PASSAGE PROVIDED ::
Proof generation on my Mac Studio (with M2 Ultra chip) takes about 13s.

Testing the code

To run the code in irs/ or irs0/ folder, an IRS account transcript is needed. The one we used for internal testing is the author's real 2022 IRS tax transcript, and he is reluctant to include it in the public GitHub repository. US residents should find little difficulty in obtaining an IRS account transcript from the online account. If you sincerely need one for testing but could not get a version, please reach out to the author through weikeng.chen@l2iterative.com.

Future work

Future optimization over PDF proofs is very plausible. In fact, part of the proof generation can be delegated, by having the user shares a redacted version of the PDF, and the user only handles a fraction of the proof generation that is related to the sensitive data in the unredacted version of the PDF (which is like a finishing touch). We are keen to formalize this as "patchwork proofs".

License

This work is a partnership between L2 Iterative and zkPass, with a focus to integrate the RISC Zero backend into zkPass.

The code in this repository, at the moment, is specific to the demo of proofs of IRS account transcripts. We have not used much third-party code, so we would like to license it under MIT or Apache 2.0. Future development, though, with the introduction of new code, may suggest a different license, and it would be updated in future versions of this repository.

SHORT PROBLEM 1 ::
Count the lines in the rows that contain the word "white", and give only that number.
The passage and the rows come from separate, unrelated sources.

Segmentation labeling rows ::
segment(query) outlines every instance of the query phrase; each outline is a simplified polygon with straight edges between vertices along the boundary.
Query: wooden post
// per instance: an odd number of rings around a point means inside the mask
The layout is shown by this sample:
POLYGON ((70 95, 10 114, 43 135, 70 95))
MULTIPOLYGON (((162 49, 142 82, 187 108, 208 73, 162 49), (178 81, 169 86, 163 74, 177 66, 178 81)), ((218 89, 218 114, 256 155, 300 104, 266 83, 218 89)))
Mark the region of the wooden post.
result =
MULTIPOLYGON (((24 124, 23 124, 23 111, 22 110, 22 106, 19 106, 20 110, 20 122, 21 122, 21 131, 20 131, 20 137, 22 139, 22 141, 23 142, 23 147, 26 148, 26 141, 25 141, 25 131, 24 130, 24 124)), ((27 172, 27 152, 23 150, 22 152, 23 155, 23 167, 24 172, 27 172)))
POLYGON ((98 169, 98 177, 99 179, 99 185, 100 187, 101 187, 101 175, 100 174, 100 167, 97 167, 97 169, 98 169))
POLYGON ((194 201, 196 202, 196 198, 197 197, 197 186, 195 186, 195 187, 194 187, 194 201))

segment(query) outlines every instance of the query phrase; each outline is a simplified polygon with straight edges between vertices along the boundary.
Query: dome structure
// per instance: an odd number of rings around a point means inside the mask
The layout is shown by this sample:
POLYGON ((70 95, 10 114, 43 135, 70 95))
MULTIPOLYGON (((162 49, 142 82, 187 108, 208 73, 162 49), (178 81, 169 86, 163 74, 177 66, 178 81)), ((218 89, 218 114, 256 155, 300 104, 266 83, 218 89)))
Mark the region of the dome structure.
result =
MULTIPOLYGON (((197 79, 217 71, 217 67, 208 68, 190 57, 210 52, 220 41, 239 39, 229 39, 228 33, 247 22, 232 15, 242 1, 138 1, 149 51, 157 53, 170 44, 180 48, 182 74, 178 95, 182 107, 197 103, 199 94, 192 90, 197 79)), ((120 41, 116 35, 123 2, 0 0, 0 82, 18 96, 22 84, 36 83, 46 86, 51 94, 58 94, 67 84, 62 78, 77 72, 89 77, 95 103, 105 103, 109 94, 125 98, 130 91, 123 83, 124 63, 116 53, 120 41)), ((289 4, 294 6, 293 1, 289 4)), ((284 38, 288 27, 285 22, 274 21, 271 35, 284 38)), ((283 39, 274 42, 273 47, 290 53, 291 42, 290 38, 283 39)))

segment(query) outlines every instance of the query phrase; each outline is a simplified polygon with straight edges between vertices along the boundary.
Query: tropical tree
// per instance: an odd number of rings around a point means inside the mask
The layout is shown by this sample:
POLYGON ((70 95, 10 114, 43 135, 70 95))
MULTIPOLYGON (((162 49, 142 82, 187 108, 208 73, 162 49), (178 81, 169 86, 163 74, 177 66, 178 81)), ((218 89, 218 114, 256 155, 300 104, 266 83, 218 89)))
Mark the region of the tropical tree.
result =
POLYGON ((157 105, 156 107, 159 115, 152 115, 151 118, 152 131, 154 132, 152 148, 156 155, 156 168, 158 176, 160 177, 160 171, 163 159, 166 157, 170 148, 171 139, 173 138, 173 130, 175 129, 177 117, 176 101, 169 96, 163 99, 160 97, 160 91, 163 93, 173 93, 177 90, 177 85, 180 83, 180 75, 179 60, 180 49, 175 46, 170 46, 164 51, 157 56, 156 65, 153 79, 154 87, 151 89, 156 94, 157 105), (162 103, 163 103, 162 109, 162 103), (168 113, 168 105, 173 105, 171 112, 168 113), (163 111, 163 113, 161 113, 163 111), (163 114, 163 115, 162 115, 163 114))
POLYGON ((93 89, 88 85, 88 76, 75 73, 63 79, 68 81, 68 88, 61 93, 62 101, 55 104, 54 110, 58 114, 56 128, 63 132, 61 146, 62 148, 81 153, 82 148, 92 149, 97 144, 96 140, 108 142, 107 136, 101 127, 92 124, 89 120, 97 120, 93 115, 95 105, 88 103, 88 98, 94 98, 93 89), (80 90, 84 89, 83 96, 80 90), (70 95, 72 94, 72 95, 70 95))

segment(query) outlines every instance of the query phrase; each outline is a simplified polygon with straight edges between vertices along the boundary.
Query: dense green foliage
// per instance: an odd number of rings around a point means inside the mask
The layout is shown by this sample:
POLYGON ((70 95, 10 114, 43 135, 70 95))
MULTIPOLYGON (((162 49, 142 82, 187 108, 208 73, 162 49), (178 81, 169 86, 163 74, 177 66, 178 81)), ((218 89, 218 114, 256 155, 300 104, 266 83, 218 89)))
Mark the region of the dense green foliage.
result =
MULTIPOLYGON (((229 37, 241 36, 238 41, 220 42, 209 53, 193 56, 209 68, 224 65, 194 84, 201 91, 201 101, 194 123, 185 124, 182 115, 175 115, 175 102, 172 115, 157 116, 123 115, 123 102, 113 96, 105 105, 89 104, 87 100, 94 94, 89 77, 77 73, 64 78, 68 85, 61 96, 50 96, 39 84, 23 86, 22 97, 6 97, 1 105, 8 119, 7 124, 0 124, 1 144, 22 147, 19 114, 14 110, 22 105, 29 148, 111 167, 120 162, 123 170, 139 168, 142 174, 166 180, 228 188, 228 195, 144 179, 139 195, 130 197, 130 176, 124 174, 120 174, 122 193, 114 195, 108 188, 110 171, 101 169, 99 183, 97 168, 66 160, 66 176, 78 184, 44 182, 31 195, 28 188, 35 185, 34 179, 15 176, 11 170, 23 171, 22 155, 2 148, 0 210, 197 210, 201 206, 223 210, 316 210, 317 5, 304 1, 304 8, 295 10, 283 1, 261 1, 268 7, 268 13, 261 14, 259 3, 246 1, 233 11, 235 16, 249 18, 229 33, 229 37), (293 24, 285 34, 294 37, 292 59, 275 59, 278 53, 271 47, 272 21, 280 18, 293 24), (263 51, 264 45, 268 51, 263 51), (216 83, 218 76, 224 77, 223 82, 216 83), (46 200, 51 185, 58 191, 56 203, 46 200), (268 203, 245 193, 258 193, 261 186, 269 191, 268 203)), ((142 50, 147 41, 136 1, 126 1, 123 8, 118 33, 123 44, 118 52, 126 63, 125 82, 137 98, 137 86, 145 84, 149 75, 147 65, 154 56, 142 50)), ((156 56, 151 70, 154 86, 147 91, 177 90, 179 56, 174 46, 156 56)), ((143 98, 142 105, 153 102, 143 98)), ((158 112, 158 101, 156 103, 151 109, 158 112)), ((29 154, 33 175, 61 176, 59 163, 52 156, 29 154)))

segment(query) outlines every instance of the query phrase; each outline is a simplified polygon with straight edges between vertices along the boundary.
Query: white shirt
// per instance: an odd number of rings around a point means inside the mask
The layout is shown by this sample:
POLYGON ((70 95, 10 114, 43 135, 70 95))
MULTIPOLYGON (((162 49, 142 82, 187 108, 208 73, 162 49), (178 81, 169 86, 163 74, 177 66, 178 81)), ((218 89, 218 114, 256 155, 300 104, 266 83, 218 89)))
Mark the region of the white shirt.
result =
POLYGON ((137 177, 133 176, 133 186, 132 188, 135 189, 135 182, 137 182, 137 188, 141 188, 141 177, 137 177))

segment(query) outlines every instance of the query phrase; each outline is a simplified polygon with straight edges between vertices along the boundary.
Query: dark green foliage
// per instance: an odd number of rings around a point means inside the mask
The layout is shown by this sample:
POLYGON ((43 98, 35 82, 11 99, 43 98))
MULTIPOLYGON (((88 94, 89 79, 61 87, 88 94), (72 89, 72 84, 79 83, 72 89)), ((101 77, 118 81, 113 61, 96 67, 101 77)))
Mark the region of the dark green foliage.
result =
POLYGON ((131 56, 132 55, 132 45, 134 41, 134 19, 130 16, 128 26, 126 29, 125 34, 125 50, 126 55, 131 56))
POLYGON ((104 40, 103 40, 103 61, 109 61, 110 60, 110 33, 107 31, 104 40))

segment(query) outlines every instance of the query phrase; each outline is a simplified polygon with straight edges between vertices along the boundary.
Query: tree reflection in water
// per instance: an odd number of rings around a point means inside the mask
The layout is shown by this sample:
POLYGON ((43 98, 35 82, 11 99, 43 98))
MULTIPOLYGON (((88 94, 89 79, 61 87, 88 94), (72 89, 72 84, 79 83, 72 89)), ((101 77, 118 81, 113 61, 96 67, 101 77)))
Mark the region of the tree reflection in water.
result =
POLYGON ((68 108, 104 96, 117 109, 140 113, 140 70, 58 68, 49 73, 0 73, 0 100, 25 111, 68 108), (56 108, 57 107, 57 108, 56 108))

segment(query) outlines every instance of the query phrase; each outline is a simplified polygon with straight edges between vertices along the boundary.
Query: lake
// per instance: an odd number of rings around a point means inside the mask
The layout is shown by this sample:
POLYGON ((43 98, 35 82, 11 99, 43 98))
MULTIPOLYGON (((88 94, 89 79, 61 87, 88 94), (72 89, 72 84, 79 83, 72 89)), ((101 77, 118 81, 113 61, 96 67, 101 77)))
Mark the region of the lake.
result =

SHORT PROBLEM 2 ::
According to the passage on proofs of IRS account transcripts, how long does proof generation take on a Mac Studio with the M2 Ultra chip?

WORKED ANSWER 1 ::
2

WORKED ANSWER 2 ::
About 13 seconds.